• _СПИСОК ЗАДАНИЙ_
• a. Сверьте с воспоминаниями о Чулаки три утверждения: (i) автослесари работали быстро; (ii) к 18.00 Михаилу Михайловичу нужно было быть на Светлановском проспекте; (iii) свекровь приезжает 12-го. На каждое ответьте «да» или «нет» и дословно приведите слова текста, которые это решают.
• b. Что, судя по воспоминаниям о Чулаки, отказало у Михаила Михайловича в считанные дни после ресторанного застолья?
• c. Допишите воспоминания о Чулаки дальше, начиная сразу после последней реплики.

Но не только все окружающие вещи отказывались от нас, главное, от чего впору было сойти с ума, - это разладившийся организм Михаила Михайловича. Тем более это было странно, что крепкая наследственность и здоровый, аскетический образ жизни, - говорили о всех предпосылках жизни долгой, успешной и творчески насыщенной. Проанализировав эту странность, сделала собственный вывод: причиной разлада послужило ресторанное застолье, после которого в считанные дни отказала почка, а спустя некоторое время -- желчный.. Все это наводило на тревожные мысли и догадки. Смелые, слишком смелые, критикующие власть, статьи - публиковал Чулаки, слишком резкие, правдивые слова произносил на собраниях, слишком независимо высказывался, слишком он не вписывался в систему продажной вертикали и, как человек безупречной честности и неподкупности, создавал ненужный, резкий контраст с сильными мира.
Из Союза Писателей Михаил Михайлович звонит дважды, но я ничем не могу его порадовать. Автослесаря медлительны, высокомерны, подолгу отлучаются, задаю вопросы- многозначительно молчат или обрушивают словесный водопад непонятных, автомобильных терминов, я, раздраженная их некомпетентностью, закипаю и срываюсь на грубость. Проходит больше часа, прежде чем я сажусь за руль. По дороге звоню в Союз Писателей, Чулаки все еще там. Встречаемся, и Михаил Михайлович, глядя на часы сообщает, что к 18.00 ему нужно быть на Светлановском проспекте. Если бы я могла знать, что вижу моего кумира в последний раз! Все было бы иначе, и наша встреча могла быть иной, не такой холодной! Если б... Если б...
8 августа звонок на мобильный:
- Анечка, давай встретимся 12-го.
- Обязательно, но до 12 еще далеко, давайте созвонимся.
Еще через день:
- Анечка, давай отменим встречу, я понимаю, тебе некогда, нужно собираться в дорогу.
- Да, как раз 12 -го свекровь приезжает, придется ехать на вокзал, встречать.

• _ПРЕДОСТАВЛЕННЫЕ ЗАПИСИ_
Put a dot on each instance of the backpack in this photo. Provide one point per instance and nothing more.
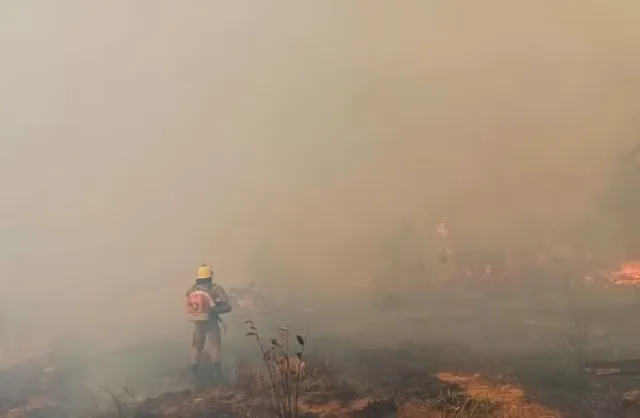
(197, 305)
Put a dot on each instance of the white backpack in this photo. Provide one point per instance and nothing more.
(197, 305)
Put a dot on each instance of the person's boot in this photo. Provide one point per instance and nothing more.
(194, 376)
(216, 374)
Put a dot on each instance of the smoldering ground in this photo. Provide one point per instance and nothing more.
(309, 148)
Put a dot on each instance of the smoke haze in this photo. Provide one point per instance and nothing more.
(289, 142)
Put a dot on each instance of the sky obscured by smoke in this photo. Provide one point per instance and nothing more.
(291, 139)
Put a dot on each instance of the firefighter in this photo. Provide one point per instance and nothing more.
(205, 302)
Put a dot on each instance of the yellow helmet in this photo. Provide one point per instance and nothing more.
(205, 272)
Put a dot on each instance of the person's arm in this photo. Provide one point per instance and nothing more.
(222, 304)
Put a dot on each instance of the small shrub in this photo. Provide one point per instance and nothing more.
(285, 371)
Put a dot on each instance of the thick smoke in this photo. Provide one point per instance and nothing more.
(291, 143)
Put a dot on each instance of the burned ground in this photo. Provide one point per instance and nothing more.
(462, 355)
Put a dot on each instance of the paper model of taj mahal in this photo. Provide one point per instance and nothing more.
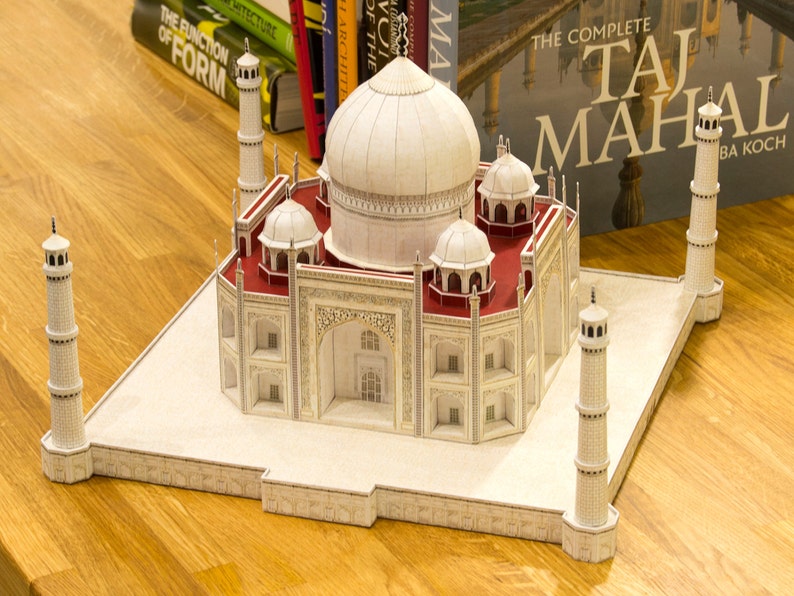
(408, 335)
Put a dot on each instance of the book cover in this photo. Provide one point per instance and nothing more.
(260, 23)
(306, 18)
(607, 94)
(442, 42)
(417, 32)
(347, 47)
(204, 44)
(330, 81)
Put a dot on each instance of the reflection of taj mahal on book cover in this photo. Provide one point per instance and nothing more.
(608, 92)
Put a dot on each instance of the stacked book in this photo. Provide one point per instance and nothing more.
(203, 39)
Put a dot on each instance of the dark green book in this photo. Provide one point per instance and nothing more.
(204, 44)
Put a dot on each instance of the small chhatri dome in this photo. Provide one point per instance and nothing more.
(508, 178)
(710, 109)
(247, 60)
(593, 314)
(462, 246)
(289, 222)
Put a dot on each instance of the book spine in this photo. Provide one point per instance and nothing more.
(260, 23)
(377, 33)
(279, 8)
(442, 51)
(308, 50)
(417, 32)
(195, 39)
(396, 8)
(347, 47)
(274, 70)
(330, 82)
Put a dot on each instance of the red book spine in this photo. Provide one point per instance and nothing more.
(311, 97)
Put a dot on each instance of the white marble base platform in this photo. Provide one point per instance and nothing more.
(167, 422)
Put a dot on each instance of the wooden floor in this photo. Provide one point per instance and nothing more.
(138, 165)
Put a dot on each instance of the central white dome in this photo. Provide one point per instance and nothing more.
(402, 133)
(401, 155)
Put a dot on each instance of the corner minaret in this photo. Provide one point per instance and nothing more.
(702, 233)
(252, 179)
(65, 451)
(589, 534)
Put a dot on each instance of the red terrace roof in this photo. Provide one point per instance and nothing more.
(504, 270)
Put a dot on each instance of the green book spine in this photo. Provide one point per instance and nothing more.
(205, 45)
(259, 22)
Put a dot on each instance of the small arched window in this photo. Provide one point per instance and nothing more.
(370, 341)
(453, 282)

• _ОТВЕТЫ К ЗАДАНИЯМ_
• a.
(i) Нет: «Автослесаря медлительны».
(ii) Да: «к 18.00 ему нужно быть на Светлановском проспекте».
(iii) Да: «как раз 12 -го свекровь приезжает».

• b. Почка.

• c.
На юг мы уезжаем 16-го августа. До отъезда я покупаю в редакции "Звезды" свежий номер с рассказом Михаила Чулаки "Новый аттракцион". Рассказ небольшой, написан в прежнем, традиционном стиле. Как всегда особенно внимательно вчитываюсь в конец рассказа, последним строкам я придаю особенное значение.
Звоню писателю утром, в "наше время", в 10-30. Но трубку сразу берет Нина: "Кажется, он еще спит".
В следующий раз звоню снова в 10-30, но уже с юга, 19 августа, прямо с пляжа, пока мои мужчины купаются в море. Диалог наш грустный, и не совсем для меня понятный. На вопрос, откуда я звоню, отвечаю: "Из Адлера, прямо с пляжа, хочу, чтоб вы услышали шум морского прибоя" (дался мне этот шум морского прибоя). "А я уж испугался, что ты не уехала..." Кольнуло сердце, но быстро отпустило, включив внутреннюю анестезию. Утром следующего дня я хваталась за трубку и.. откладывала.
20 августа.. ..
Хорошо помню те бархатные, южные ночи: мне плохо спалось, а однажды за окном до самого утра, как наваждение, заглушая стрекотание цикад, то приближаясь, то отдаляясь, звучала средневековая кельтская баллада с той самой кассеты, что я подарила писателю в больнице. Слушала мелодию когда засыпала, слушала когда просыпалась, слушала во сне, слушала наяву, она крутилась снова и снова, то громко, то затихая, не начинаясь и не заканчиваясь, по кругу, по кругу..
Если б.... Если б... Не стоило.. Почему... Возможно.. Нужно было...
Смерти нет. Есть трагическое стечение обстоятельств, тяжелая болезнь, несчастный случай, сердечная недостаточность, обширный инфаркт... Смерть как Понтий Пилат, умывает руки и всегда не при чем, всегда перекладывает вину на других. Потому нельзя быть живым и невиновным. Не будь виновных -- не будет и смерти.
А на перроне беспокойно, здесь кипят страсти: митинги, протесты, рождения, смерти, взлеты, падения, кризисы и расцветы - словно бесконечный океанский шторм бушует жизнь. "Большой футбол Господень" ускоряется, а счет по-прежнему, равный.